··· Extracted information

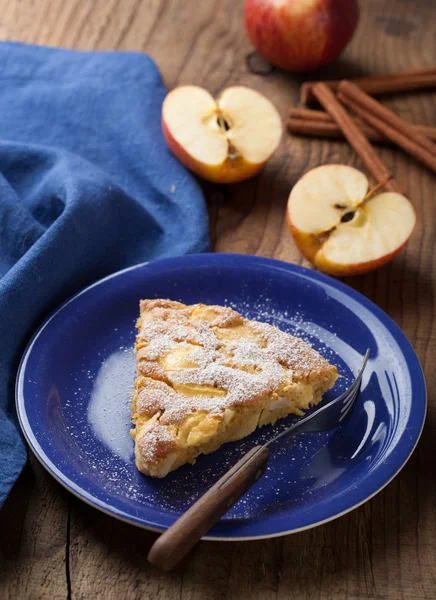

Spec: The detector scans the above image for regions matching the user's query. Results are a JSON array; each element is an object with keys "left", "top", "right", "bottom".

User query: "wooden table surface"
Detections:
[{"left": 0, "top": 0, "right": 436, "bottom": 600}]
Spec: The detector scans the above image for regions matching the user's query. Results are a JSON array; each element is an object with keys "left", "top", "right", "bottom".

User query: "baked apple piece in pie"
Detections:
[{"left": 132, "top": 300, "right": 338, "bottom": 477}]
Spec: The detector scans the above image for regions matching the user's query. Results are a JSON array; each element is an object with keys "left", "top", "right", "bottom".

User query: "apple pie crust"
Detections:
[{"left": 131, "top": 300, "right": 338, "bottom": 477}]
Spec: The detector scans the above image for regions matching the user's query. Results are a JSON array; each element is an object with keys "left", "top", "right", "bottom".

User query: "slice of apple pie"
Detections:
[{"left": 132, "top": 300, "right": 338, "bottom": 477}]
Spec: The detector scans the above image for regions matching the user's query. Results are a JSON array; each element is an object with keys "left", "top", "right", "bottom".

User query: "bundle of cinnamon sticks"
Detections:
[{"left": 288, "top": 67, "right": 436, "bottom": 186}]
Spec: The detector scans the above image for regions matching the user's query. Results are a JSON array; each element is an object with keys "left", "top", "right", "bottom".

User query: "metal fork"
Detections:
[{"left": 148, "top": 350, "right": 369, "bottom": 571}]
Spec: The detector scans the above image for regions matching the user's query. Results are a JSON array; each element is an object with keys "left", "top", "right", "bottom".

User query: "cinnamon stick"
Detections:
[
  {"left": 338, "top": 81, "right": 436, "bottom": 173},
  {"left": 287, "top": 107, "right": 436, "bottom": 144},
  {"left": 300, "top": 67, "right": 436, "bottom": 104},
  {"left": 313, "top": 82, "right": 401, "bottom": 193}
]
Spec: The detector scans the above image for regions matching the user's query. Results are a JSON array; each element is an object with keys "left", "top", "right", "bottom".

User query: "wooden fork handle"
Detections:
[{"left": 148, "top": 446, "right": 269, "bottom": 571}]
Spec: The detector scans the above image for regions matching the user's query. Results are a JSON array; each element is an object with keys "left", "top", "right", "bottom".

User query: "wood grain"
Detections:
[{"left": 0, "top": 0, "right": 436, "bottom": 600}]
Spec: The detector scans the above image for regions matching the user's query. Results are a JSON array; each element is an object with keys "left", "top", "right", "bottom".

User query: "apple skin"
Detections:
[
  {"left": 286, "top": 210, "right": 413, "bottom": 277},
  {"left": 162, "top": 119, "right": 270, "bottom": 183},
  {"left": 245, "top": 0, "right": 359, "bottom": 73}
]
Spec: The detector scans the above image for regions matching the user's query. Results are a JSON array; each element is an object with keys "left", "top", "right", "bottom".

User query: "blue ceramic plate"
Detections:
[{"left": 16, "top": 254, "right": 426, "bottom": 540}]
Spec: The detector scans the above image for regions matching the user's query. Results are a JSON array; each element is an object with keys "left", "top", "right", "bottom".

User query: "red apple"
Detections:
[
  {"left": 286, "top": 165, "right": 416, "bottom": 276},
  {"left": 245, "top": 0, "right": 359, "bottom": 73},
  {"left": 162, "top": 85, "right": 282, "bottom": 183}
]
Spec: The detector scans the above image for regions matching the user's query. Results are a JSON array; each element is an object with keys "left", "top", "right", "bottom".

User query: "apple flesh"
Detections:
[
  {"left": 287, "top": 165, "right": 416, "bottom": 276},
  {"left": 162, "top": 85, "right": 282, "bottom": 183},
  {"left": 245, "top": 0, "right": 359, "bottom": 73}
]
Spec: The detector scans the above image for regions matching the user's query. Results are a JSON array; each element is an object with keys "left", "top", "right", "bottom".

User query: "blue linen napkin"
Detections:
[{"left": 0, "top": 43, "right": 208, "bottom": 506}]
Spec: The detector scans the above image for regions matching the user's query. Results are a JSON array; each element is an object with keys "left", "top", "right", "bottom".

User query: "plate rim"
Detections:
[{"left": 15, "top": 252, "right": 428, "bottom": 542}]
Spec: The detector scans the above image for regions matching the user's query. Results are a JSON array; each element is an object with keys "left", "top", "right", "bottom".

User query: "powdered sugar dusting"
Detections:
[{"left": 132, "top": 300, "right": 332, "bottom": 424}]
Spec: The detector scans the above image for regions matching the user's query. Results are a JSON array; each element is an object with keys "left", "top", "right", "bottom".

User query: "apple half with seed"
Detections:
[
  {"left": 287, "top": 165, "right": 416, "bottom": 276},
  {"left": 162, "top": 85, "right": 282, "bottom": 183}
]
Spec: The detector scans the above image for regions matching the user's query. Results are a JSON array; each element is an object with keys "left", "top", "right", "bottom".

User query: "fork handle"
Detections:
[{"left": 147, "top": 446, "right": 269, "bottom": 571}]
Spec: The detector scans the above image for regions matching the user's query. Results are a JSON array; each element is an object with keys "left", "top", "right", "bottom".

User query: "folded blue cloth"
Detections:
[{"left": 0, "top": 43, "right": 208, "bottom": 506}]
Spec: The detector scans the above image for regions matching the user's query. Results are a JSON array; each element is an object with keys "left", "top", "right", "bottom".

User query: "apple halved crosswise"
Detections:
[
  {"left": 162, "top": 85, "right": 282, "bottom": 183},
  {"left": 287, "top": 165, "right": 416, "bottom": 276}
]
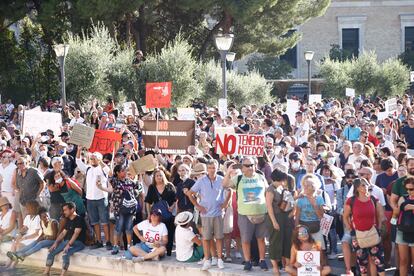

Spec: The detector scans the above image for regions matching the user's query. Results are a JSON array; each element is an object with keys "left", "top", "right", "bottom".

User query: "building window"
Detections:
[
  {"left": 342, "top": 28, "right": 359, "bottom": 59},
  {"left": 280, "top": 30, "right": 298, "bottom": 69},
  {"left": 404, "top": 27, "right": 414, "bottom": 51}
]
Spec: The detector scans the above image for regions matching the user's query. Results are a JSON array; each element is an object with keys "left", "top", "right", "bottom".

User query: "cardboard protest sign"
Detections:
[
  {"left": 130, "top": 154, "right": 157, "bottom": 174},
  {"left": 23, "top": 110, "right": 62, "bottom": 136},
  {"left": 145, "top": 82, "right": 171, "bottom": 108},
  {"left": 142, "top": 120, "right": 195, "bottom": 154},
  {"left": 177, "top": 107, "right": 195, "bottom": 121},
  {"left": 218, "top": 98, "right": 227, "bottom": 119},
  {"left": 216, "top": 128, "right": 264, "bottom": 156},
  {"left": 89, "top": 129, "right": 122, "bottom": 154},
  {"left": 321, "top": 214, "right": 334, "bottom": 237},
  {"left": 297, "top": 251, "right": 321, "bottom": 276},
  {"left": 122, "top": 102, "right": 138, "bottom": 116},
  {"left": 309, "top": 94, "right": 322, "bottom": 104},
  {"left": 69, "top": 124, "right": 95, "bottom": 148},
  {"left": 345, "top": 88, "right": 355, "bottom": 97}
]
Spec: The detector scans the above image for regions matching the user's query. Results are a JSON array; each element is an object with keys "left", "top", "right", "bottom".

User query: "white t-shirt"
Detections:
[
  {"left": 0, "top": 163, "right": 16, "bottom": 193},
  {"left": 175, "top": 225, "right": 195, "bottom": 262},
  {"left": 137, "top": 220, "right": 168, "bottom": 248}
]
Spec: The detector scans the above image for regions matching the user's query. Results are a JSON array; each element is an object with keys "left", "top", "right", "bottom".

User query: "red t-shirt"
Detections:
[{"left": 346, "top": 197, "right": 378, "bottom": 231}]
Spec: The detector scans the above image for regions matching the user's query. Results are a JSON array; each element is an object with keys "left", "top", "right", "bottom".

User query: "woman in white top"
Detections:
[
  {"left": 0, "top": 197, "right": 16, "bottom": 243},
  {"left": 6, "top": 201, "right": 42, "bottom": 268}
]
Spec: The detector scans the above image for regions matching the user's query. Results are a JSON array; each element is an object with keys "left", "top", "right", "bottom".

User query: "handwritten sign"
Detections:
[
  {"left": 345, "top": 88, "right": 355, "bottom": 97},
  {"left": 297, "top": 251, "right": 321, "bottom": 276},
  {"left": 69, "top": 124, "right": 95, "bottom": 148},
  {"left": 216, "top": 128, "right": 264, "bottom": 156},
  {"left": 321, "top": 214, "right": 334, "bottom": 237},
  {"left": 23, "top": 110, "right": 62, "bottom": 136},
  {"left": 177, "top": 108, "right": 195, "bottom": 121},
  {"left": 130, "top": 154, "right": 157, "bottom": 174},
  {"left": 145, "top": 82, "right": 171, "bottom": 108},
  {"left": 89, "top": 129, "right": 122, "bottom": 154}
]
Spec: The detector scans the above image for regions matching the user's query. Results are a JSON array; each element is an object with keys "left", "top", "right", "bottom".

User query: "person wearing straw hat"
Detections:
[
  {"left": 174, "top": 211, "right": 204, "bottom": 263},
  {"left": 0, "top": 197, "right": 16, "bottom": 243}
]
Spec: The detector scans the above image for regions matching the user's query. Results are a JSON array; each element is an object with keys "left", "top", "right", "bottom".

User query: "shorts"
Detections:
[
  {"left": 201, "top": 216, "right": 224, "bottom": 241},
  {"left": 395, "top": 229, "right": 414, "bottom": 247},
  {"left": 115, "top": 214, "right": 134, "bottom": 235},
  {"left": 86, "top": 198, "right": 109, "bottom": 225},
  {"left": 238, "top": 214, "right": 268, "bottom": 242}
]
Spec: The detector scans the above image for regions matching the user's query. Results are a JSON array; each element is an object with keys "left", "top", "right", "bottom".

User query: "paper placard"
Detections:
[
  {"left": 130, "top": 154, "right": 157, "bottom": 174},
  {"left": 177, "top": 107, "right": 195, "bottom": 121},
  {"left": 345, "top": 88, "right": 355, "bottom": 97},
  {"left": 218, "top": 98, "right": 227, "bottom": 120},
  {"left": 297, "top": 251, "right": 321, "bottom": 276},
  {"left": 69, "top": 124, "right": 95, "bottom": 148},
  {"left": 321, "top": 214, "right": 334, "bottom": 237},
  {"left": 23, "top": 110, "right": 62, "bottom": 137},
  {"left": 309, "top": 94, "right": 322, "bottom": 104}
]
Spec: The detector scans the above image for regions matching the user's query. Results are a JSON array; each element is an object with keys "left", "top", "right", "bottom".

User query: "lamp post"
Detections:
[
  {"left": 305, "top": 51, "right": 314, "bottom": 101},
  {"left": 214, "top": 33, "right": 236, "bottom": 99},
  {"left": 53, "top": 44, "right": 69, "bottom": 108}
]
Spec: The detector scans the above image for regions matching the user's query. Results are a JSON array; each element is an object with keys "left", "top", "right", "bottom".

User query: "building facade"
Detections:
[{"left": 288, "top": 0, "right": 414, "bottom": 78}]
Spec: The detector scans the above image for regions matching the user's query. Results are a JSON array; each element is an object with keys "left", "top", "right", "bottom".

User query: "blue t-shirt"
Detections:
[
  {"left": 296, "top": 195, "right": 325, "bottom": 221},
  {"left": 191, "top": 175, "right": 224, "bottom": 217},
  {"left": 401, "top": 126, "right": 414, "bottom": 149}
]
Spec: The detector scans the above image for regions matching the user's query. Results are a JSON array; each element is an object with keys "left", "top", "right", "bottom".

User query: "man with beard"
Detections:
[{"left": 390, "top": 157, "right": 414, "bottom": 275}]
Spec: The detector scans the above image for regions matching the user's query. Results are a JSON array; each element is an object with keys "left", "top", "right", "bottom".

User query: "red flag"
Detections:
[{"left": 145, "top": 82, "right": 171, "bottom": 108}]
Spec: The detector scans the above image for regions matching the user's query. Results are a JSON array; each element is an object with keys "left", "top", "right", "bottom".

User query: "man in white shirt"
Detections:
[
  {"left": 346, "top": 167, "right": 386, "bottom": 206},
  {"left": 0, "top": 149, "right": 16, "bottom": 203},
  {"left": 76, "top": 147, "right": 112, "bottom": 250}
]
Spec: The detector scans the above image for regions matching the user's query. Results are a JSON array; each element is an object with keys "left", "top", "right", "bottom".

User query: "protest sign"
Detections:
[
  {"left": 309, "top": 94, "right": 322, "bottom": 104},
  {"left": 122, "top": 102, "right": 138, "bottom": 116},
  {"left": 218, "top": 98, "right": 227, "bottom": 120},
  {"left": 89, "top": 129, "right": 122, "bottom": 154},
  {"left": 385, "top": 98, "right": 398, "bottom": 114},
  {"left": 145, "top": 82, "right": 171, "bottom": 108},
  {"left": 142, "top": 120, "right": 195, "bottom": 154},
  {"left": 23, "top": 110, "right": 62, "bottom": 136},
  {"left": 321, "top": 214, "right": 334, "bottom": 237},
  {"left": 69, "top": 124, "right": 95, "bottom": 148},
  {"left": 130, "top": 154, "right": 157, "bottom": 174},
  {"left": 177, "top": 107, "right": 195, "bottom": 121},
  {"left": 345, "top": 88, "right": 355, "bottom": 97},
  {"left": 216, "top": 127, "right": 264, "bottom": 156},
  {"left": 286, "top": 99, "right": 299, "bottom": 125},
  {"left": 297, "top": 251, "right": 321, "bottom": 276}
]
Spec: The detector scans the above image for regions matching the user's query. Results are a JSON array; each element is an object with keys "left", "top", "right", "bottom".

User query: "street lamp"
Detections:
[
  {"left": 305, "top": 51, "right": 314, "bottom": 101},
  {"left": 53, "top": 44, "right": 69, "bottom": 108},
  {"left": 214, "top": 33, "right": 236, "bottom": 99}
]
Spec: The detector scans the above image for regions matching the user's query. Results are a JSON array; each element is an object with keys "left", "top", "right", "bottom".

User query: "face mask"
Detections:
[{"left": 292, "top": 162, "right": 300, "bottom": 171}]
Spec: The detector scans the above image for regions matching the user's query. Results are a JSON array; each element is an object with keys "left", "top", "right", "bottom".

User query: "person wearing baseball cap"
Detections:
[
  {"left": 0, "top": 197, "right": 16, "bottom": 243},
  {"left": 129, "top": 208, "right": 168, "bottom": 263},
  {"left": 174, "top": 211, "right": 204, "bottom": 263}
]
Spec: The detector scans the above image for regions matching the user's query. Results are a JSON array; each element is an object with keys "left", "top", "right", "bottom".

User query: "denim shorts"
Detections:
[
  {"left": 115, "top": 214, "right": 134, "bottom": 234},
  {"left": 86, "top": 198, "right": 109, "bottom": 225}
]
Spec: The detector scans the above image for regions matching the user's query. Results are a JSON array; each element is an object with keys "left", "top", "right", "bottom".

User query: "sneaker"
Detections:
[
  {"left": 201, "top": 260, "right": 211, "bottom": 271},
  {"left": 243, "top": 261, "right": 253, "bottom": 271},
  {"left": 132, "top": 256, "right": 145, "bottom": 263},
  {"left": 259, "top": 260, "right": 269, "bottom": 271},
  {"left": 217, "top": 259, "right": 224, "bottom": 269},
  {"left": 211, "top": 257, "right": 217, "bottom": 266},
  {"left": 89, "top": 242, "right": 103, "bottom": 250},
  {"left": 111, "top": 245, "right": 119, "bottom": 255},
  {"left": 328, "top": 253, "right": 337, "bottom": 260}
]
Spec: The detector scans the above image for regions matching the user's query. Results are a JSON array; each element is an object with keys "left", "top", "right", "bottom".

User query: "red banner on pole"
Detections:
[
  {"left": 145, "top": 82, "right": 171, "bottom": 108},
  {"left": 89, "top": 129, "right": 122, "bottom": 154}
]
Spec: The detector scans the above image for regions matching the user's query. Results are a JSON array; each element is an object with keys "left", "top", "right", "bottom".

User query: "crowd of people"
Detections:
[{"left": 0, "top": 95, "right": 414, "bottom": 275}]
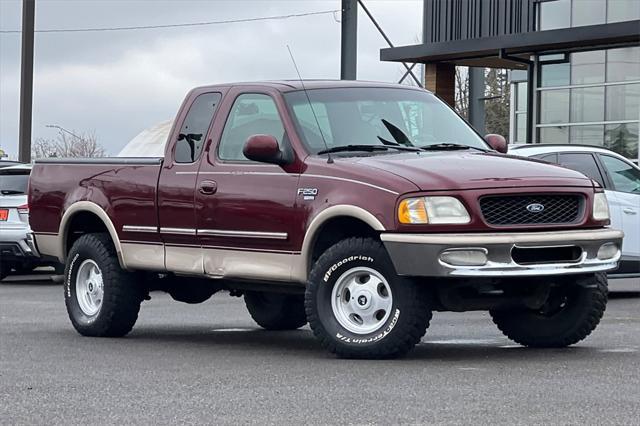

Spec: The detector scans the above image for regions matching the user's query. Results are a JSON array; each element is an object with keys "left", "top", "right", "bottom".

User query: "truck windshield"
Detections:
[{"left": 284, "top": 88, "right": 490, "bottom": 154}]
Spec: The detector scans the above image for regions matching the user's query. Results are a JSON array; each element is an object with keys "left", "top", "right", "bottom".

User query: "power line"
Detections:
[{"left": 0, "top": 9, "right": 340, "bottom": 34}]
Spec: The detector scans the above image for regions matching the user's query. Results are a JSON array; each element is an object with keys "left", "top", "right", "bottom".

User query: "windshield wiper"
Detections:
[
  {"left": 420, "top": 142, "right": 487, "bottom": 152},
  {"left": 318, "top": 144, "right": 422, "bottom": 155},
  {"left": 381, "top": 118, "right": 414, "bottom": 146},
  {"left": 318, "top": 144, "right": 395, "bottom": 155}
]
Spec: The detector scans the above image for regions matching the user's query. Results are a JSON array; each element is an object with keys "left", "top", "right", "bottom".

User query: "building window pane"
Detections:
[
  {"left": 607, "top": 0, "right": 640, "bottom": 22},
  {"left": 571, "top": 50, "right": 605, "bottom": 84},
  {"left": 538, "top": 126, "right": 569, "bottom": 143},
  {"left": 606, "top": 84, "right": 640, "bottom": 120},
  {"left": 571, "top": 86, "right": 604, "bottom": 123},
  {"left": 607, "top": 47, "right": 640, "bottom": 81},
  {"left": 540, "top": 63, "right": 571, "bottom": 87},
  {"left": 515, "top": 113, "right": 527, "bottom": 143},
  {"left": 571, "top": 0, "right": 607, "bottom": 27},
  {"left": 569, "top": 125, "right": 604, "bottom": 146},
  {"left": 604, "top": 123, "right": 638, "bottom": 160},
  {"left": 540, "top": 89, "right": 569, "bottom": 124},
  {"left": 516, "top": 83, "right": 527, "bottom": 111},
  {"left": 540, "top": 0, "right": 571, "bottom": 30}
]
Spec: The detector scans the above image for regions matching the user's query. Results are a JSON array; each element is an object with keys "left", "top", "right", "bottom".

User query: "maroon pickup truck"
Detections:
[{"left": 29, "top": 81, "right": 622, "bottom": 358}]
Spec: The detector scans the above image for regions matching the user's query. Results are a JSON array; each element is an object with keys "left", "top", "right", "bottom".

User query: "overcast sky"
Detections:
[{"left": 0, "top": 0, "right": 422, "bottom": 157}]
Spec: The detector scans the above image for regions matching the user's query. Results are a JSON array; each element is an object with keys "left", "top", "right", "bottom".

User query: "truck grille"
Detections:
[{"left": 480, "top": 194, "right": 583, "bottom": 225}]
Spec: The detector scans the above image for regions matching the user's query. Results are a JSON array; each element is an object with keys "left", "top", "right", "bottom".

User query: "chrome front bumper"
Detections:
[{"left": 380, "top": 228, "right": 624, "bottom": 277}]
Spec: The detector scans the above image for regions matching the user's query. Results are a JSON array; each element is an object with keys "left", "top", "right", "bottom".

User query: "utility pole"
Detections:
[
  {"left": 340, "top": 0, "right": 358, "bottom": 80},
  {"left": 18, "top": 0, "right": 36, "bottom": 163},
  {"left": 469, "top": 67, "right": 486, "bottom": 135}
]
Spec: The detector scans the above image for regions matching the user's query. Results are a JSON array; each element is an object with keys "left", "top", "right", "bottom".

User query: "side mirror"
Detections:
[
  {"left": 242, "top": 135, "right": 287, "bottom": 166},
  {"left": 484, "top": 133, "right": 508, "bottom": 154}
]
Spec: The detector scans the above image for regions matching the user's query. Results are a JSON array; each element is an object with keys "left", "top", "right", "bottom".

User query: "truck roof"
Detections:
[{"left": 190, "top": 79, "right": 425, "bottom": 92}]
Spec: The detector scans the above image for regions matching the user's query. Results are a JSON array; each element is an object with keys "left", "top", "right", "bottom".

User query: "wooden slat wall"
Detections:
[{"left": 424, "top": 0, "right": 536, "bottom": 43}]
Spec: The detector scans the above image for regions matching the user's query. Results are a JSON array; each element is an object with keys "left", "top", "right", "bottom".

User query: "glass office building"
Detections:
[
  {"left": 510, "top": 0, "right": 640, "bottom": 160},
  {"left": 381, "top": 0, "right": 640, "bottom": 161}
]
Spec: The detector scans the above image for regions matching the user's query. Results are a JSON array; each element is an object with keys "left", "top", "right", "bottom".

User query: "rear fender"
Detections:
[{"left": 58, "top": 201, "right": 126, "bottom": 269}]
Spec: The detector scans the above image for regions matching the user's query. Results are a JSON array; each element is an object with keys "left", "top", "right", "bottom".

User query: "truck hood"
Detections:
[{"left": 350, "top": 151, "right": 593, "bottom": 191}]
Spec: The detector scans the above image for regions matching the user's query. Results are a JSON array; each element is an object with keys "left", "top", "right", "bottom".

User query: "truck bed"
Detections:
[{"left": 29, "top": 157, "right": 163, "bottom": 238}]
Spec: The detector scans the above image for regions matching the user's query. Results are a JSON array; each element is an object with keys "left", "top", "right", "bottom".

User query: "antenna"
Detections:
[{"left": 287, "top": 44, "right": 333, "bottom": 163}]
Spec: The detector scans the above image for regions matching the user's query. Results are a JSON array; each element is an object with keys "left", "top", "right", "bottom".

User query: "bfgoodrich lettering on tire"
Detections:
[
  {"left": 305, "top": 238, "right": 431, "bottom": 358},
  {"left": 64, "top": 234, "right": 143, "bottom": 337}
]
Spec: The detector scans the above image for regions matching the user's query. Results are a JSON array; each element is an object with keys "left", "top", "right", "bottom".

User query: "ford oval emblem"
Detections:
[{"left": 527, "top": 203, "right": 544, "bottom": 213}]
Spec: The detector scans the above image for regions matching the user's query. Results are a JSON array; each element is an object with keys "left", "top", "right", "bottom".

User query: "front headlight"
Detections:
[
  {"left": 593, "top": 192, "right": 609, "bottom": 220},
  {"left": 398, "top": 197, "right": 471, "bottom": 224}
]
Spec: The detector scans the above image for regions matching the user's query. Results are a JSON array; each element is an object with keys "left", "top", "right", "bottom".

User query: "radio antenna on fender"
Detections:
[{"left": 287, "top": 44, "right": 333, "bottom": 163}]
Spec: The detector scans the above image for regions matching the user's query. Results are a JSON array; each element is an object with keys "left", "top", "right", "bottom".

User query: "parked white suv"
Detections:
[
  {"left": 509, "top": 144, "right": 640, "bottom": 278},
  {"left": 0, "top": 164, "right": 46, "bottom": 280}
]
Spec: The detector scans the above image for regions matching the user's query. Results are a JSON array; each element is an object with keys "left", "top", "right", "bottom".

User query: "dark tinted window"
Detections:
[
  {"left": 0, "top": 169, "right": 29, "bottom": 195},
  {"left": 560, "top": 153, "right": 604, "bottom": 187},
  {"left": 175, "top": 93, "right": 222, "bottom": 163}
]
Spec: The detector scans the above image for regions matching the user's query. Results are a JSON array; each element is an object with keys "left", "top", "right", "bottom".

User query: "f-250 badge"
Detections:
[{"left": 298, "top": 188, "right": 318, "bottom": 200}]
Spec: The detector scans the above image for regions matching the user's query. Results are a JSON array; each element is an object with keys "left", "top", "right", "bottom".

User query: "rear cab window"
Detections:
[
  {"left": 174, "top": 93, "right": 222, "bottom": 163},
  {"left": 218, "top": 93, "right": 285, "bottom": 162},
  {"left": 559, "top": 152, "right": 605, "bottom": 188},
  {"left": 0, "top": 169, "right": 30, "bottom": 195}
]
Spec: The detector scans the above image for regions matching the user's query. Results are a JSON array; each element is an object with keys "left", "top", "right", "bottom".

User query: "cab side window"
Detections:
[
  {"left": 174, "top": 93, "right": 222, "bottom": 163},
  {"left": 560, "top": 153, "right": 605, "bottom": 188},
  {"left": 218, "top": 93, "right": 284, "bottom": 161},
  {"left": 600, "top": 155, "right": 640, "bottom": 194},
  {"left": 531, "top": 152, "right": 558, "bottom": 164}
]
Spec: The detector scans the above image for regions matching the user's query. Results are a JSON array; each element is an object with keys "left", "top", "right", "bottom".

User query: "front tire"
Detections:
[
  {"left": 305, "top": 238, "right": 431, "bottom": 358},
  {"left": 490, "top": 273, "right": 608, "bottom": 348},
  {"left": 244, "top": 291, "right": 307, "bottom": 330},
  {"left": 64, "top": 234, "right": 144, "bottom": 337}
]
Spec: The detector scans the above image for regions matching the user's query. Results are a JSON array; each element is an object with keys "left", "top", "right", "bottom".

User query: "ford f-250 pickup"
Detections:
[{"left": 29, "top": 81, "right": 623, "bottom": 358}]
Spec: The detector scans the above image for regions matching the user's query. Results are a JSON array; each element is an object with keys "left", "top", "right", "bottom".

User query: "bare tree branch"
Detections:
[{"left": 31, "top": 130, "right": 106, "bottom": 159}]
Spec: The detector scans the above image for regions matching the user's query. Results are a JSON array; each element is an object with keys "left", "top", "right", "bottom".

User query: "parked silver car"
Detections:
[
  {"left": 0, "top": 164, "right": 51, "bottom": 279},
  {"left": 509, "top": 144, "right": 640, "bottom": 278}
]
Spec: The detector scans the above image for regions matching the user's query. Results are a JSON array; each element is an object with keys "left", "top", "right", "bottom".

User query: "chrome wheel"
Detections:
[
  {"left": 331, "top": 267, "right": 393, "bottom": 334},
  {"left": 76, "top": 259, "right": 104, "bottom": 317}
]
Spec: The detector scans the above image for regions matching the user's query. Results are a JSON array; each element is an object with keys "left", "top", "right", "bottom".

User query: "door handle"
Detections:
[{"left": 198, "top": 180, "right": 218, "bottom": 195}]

······

What needs to be done – Pick out every line of the data above that contains the word "cinnamon" and copy each one.

Task solution –
User query: "bundle of cinnamon sticks"
User query: "cinnamon stick"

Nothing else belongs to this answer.